- **TASK OBJECTIVE**:
Rewrite the data from the beginning through the line with "x=386, y=71", changing every "Results" to "Points" and leaving everything else unchanged. Leave the pictures out of your answer.

- **INPUT FOR THIS TASK**:

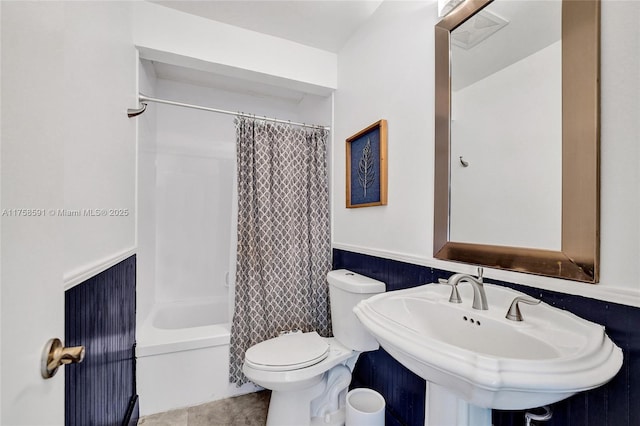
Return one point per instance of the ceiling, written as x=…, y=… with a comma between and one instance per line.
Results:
x=324, y=24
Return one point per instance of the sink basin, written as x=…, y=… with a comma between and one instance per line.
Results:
x=484, y=358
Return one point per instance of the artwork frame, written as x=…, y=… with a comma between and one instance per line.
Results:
x=366, y=167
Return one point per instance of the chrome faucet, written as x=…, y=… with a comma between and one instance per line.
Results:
x=479, y=295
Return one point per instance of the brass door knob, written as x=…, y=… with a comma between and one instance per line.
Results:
x=55, y=355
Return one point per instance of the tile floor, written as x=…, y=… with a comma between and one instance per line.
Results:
x=245, y=410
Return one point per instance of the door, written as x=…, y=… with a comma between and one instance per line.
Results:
x=31, y=191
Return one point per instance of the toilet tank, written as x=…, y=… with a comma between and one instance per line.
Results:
x=346, y=289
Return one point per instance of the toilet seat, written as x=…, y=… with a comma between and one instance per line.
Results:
x=288, y=352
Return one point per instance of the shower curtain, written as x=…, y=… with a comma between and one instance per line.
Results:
x=284, y=248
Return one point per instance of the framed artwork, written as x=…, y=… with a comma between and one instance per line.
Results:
x=367, y=167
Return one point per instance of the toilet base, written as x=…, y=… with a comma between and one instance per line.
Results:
x=293, y=408
x=320, y=404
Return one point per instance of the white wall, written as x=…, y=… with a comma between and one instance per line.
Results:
x=179, y=38
x=146, y=207
x=68, y=75
x=486, y=208
x=99, y=138
x=386, y=71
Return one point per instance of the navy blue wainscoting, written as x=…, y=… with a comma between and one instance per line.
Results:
x=614, y=404
x=100, y=314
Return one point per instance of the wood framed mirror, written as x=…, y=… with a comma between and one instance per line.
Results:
x=577, y=258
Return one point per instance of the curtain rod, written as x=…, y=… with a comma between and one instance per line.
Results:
x=133, y=112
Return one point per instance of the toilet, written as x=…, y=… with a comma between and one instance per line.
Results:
x=308, y=374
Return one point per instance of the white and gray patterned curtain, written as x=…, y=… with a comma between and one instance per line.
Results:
x=284, y=248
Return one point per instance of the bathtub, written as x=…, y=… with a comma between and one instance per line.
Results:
x=182, y=355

- **RESULT**:
Return one point per instance of the ceiling, written as x=…, y=… with a comma between and one instance per line.
Points:
x=324, y=24
Return one point per instance of the sink basin, written as x=…, y=… with a comma between and one instance per line.
Points:
x=484, y=358
Return one point per instance of the artwork frame, written as x=…, y=… with a comma between and one instance per line.
Points:
x=366, y=167
Return one point per instance of the chrome faucet, written as x=…, y=… with a comma between and one instance per line.
Points:
x=479, y=295
Return one point per instance of the brass door knob, written as x=…, y=… with a comma between and one instance per line.
Points:
x=55, y=355
Return one point per instance of the tile floor, written as x=…, y=… with a comma between and one instance per line.
Points:
x=245, y=410
Return one point per instance of the door, written as x=…, y=… with a comma between and one instance per line.
Points:
x=31, y=191
Return one point per instance of the toilet tank, written as x=…, y=… with a comma between and one instance per line.
Points:
x=346, y=289
Return one point per instance of the toilet seat, written as x=…, y=… with a comma between and one instance per line.
Points:
x=288, y=352
Return one point per instance of the shower curtain, written as x=…, y=… with a comma between and one instance per line.
Points:
x=284, y=248
Return one point per instance of the framed artwork, written as x=…, y=… with a comma between and one instance per line.
Points:
x=367, y=167
Return one point per instance of the toilet base, written as x=…, y=… with a comma between and one instance per line.
Points:
x=293, y=408
x=320, y=404
Return one point per instance of the white wall, written as x=…, y=… with a comma between and one instance per line.
Points:
x=179, y=38
x=146, y=207
x=68, y=75
x=486, y=208
x=99, y=138
x=386, y=71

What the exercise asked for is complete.